[Problem to solve]:
Rewrite the lines from the one containing "of the yellow" through the end of the material, swapping "yellow" for "golden" and leaving everything else unchanged.

[Information shown]:
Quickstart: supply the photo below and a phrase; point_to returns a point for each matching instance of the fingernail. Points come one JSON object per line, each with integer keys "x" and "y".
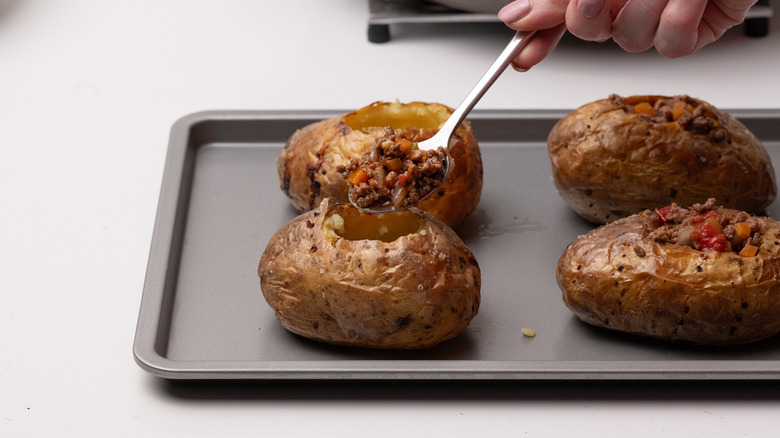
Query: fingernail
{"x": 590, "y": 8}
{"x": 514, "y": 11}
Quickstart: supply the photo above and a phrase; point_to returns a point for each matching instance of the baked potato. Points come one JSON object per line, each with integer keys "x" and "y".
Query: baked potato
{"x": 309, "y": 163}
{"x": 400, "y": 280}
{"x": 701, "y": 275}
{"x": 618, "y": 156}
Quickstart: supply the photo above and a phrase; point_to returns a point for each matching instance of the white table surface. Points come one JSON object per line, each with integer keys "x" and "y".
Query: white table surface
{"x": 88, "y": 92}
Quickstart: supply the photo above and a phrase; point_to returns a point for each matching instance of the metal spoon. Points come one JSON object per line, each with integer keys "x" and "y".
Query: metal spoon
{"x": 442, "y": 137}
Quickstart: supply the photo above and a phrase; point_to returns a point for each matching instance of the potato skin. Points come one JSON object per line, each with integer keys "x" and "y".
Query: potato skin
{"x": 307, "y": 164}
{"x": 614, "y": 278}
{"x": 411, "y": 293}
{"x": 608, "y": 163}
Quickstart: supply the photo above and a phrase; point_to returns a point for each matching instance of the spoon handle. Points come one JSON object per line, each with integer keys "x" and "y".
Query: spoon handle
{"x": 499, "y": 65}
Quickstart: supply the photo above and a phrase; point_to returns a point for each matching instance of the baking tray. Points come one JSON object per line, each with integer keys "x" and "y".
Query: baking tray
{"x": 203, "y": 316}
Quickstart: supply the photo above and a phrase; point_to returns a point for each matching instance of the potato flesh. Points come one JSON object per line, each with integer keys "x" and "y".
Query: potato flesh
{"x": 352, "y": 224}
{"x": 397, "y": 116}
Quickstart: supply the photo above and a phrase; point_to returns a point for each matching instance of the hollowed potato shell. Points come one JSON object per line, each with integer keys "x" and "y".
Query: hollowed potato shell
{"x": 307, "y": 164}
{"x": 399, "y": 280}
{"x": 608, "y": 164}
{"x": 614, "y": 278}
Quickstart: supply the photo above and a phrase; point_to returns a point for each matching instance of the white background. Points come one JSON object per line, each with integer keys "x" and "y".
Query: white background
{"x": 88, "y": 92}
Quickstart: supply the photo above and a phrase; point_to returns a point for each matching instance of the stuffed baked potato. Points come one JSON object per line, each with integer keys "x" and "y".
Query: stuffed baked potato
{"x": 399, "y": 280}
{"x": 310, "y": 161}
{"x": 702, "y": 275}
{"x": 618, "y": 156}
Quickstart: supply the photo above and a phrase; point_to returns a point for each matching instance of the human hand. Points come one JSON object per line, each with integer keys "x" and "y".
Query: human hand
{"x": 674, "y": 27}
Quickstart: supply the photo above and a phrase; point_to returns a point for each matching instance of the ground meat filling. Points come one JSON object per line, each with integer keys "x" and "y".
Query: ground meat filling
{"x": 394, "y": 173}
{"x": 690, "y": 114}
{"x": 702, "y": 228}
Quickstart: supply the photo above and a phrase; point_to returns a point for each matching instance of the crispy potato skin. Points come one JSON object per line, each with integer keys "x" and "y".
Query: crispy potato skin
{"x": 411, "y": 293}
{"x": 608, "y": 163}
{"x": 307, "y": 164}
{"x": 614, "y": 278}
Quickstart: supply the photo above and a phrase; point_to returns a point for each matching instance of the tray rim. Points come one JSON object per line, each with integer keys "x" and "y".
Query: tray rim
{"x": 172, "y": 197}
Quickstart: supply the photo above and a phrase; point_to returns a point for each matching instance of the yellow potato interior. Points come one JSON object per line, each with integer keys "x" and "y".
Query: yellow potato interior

[The response]:
Quickstart: supply the photo above and a phrase; point_to returns a point for each matching instance of the golden potato interior. Points come one JSON object per line, each with integer keys "x" and "y".
Query: golden potato interior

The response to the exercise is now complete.